# Log Home Part 1.



## wje (Apr 11, 2009)

One of this summers big projects, was a Log home that burt down and rebuilt. It was gutted except for 3 outside walls which were soda blasted and restored. We must have stained 8000 linear feet of pine if not more. All trims were hand made as we stained them and 2 coats of acrylic urethane. We finished everything but the logs. The soda blasting company sprayed the logs inside and out.
Enjoy:


----------



## wje (Apr 11, 2009)




----------



## 4ThGeneration (Apr 17, 2007)

Proud to call you a fellow paint contractor. That would be on the postcards for the Spring campaign. You will get a ton of work from that referral. Soda blasting is the way to go. Its not that hard to do, so check into getting your own rig and pick up all the log home restorations.


----------



## RCP (Apr 18, 2007)

That looks great! The trim looks beautiful!
We just did a bid for a similar job (burnout) and they are comparing the difference in price for rebuild or demo and new. I'd like to learn more about sodablasting!


----------



## Workaholic (Apr 17, 2007)

Great looking project. The pine looks great. :thumbsup:


----------



## wje (Apr 11, 2009)

Thanks guys. I am back there today. I will take the rest of the pictures of the house and post them as soon as i can.


----------

========================

Short task 1:
How many lines in the rows contain the string "field"? Case counts, and your reply should be only the number.

Stored items from a collection:
========================

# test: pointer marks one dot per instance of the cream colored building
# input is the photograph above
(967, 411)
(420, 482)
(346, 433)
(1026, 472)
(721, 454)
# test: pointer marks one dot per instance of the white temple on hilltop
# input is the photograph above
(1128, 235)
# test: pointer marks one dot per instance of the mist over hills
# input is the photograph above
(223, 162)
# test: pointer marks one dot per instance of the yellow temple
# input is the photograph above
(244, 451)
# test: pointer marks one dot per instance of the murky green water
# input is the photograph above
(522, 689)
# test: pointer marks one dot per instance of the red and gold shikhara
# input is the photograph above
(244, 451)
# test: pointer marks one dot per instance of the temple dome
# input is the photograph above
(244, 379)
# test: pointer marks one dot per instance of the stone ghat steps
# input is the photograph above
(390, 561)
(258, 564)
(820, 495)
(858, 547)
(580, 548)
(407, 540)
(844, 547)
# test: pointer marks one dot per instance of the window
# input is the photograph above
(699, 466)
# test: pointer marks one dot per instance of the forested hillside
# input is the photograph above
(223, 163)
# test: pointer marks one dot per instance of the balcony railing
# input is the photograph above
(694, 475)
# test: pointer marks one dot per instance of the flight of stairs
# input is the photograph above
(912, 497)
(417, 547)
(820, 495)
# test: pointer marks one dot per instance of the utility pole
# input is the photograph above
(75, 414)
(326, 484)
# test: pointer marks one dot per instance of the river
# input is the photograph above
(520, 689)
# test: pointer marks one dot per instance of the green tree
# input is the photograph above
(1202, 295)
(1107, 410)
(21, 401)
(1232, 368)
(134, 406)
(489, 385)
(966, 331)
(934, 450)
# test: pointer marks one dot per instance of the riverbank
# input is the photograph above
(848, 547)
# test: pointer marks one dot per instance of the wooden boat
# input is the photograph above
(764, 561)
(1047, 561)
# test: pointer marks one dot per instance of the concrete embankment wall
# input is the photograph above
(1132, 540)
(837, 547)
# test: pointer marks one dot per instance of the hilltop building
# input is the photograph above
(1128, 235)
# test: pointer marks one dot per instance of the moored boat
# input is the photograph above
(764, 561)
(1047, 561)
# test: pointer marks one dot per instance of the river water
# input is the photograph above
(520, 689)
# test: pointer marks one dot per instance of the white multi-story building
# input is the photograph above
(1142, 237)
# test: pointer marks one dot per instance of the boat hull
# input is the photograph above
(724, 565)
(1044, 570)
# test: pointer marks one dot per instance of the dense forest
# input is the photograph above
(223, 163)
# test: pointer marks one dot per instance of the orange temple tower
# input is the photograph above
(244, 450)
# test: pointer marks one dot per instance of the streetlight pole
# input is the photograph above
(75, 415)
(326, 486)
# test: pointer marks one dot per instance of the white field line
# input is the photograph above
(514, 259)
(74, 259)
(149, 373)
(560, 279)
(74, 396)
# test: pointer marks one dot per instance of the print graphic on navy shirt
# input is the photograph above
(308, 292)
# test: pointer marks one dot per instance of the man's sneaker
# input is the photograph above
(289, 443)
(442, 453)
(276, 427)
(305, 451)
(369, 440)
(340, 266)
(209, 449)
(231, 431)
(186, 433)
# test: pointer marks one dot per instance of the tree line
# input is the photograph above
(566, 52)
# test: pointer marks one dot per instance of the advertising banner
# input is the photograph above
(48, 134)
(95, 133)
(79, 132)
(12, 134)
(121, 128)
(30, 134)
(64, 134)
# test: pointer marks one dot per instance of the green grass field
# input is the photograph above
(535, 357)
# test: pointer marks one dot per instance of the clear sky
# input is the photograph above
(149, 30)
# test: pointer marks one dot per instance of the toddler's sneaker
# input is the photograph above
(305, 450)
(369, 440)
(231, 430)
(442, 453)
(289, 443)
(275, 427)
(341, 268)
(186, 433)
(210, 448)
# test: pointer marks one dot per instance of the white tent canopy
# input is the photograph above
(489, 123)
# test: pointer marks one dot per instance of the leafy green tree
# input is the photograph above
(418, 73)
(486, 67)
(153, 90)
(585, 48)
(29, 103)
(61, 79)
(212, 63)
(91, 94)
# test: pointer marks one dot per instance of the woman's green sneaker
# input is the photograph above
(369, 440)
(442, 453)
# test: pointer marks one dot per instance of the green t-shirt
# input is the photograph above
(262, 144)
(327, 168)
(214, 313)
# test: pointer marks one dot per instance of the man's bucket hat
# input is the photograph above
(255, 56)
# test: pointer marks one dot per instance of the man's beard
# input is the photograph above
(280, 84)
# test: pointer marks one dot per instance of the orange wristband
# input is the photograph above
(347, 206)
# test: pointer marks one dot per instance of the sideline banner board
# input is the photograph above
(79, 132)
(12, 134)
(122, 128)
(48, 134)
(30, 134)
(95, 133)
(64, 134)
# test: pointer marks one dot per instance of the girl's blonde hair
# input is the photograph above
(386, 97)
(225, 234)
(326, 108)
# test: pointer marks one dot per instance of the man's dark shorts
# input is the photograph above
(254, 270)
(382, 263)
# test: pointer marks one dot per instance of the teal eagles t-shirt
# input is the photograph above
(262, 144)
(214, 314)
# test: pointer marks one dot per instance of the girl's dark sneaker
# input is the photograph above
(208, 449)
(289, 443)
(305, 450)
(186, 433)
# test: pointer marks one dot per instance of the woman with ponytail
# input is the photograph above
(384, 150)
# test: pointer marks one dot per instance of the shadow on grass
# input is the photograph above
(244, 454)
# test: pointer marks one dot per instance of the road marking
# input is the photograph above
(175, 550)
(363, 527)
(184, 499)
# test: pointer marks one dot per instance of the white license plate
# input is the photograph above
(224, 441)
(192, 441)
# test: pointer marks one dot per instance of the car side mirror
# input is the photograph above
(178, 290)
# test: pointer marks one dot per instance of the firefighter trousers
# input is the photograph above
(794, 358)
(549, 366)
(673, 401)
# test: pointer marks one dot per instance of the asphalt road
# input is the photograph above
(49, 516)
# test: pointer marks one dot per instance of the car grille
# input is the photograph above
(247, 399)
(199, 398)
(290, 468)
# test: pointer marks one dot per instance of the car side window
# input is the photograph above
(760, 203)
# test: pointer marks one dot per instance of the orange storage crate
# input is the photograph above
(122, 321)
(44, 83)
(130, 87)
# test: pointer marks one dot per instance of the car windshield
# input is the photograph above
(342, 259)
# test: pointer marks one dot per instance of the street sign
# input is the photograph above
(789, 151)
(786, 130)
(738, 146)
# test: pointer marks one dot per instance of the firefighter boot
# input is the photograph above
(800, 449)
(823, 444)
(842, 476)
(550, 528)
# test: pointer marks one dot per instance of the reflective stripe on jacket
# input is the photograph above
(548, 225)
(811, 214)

========================

Short task 2:
Copy out the whole log home thread word for word.

Task result 1:
2

Task result 2:
# Log Home Part 1.



## wje (Apr 11, 2009)

One of this summers big projects, was a Log home that burt down and rebuilt. It was gutted except for 3 outside walls which were soda blasted and restored. We must have stained 8000 linear feet of pine if not more. All trims were hand made as we stained them and 2 coats of acrylic urethane. We finished everything but the logs. The soda blasting company sprayed the logs inside and out.
Enjoy:


----------



## wje (Apr 11, 2009)




----------



## 4ThGeneration (Apr 17, 2007)

Proud to call you a fellow paint contractor. That would be on the postcards for the Spring campaign. You will get a ton of work from that referral. Soda blasting is the way to go. Its not that hard to do, so check into getting your own rig and pick up all the log home restorations.


----------



## RCP (Apr 18, 2007)

That looks great! The trim looks beautiful!
We just did a bid for a similar job (burnout) and they are comparing the difference in price for rebuild or demo and new. I'd like to learn more about sodablasting!


----------



## Workaholic (Apr 17, 2007)

Great looking project. The pine looks great. :thumbsup:


----------



## wje (Apr 11, 2009)

Thanks guys. I am back there today. I will take the rest of the pictures of the house and post them as soon as i can.


----------